Excerpts from a detection dataset
......

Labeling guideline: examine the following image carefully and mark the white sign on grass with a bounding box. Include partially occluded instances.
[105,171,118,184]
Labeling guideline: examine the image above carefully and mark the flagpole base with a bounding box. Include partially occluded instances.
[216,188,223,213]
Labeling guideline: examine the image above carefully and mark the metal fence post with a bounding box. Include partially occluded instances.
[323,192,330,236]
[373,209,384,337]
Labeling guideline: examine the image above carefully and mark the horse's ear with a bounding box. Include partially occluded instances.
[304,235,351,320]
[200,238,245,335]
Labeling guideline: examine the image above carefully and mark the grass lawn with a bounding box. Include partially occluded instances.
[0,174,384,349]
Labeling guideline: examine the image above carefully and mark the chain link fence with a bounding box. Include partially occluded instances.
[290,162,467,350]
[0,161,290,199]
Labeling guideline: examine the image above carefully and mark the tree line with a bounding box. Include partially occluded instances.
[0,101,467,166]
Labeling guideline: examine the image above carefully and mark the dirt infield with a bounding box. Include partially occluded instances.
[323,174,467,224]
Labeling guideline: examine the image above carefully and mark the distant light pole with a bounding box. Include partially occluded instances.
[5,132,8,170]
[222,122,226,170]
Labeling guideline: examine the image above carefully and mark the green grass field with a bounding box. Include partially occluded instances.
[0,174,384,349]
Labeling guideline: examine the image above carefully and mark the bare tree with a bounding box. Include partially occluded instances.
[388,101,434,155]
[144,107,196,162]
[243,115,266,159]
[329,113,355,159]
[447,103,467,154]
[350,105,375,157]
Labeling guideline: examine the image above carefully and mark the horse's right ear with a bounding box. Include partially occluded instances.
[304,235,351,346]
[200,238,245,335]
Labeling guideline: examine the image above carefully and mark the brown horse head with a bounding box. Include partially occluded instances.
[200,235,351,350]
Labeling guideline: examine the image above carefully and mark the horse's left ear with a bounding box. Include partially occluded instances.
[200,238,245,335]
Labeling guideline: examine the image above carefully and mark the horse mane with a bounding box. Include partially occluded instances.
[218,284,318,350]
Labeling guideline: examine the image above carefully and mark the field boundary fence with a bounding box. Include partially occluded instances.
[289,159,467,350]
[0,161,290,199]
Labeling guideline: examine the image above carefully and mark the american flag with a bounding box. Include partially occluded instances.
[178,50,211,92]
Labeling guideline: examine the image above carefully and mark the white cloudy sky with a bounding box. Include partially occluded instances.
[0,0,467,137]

......

YOUR GOAL:
Express the material from the line with "mark the field" through the end as a Markdown table with the columns Row and Line, one numbered row per line and no blank lines.

WRITTEN RESPONSE:
| Row | Line |
|---|---|
| 1 | Labeling guideline: examine the image above carefully and mark the field boundary fence with a bounding box. Include partially occluded instances. |
| 2 | [289,159,467,350] |
| 3 | [0,161,290,199] |
| 4 | Labeling guideline: examine the image above carefully and mark the american flag with a bounding box. Include partially occluded instances. |
| 5 | [178,50,211,92] |
| 6 | Labeling guideline: examine the image above carefully and mark the white cloudy sky with a bounding box. Include partially occluded instances. |
| 7 | [0,0,467,137] |